▸ **ASSIGNMENT**:
Print each record below word for word.

▸ **EXERCISE DATA**:
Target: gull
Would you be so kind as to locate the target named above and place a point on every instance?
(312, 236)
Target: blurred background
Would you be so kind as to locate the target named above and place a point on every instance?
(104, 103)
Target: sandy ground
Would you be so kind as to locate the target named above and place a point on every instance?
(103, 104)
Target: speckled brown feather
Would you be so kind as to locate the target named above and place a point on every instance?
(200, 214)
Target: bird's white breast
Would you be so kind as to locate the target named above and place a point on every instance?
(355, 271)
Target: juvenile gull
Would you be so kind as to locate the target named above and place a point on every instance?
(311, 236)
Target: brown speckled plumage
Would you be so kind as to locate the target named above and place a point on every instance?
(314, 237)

▸ **RESPONSE**:
Target: gull
Would you be so kind as to locate the target named above and place a point on every instance?
(312, 236)
Target: blurred background
Would you be so kind as to locate the target named above and place a point on every instance?
(104, 103)
Target: sandy ground
Would you be so kind as to locate the target named above and place a point on every instance?
(103, 104)
Target: speckled brown feather
Would you be so kind as to locate the target named above and place a point on every instance?
(200, 214)
Target: bird's white breast
Would you be so kind as to locate the target named above and place a point on every instance?
(355, 271)
Target: juvenile gull
Would you be so kind as to locate the target named above and place a point on every instance?
(311, 236)
Target: brown speckled plumage
Would you be so kind as to locate the target named above and place a point on every instance?
(314, 237)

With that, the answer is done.